-- START DATASET ENTRIES --

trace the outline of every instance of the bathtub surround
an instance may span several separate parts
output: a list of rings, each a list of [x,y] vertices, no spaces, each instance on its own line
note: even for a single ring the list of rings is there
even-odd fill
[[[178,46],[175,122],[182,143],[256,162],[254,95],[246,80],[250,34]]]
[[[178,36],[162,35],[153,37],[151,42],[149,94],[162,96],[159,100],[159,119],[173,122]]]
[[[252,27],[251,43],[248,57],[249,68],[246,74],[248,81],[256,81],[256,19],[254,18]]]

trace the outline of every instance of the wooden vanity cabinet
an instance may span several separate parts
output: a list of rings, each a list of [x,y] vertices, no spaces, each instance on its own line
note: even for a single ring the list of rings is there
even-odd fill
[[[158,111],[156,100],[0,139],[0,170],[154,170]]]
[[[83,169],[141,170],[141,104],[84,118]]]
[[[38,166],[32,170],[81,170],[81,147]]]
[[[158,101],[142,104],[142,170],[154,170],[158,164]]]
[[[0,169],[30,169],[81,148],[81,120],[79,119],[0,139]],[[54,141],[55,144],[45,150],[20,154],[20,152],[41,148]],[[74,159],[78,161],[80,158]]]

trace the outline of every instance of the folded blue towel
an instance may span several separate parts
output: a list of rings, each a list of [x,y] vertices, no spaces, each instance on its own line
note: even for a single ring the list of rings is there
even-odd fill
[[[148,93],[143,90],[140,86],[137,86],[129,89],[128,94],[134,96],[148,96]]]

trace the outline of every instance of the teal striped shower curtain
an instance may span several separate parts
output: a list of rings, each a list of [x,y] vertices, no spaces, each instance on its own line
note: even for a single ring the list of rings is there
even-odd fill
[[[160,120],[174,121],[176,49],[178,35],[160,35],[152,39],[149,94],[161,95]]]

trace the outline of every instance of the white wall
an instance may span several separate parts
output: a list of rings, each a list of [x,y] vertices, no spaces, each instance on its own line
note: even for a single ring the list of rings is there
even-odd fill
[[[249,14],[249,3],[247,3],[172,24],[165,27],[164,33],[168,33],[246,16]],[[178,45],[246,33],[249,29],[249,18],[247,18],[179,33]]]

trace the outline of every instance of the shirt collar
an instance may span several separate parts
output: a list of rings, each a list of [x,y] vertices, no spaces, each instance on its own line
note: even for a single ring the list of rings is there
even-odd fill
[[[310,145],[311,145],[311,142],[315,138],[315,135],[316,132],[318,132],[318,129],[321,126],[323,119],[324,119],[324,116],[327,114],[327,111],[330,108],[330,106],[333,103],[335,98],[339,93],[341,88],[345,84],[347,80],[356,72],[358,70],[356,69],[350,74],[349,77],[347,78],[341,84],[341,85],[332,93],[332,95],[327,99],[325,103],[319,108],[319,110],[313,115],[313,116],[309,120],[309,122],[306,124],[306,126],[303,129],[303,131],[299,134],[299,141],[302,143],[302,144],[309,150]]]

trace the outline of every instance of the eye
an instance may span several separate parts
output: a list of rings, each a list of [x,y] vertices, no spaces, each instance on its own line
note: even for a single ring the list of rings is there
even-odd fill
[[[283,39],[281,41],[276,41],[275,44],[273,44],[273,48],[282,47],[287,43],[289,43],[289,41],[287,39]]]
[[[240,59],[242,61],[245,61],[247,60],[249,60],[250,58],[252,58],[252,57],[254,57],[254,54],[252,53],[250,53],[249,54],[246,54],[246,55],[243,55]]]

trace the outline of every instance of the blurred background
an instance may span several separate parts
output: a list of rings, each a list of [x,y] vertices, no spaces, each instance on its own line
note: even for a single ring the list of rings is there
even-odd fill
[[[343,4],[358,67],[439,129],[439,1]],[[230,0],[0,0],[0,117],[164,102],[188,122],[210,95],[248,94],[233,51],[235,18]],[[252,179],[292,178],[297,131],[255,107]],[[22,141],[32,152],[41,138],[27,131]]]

-- END DATASET ENTRIES --

### WHAT THE TASK REQUIRES
Collect every line from the items above that contains the word "outline".

### ANSWER TO THIS TASK
trace the outline of every instance of the bathtub surround
trace the outline of every instance of the wooden vanity cabinet
trace the outline of every instance of the folded blue towel
trace the outline of every instance of the teal striped shower curtain
trace the outline of every instance of the white wall
trace the outline of every instance of the shirt collar
trace the outline of every instance of the eye
trace the outline of every instance of the blurred background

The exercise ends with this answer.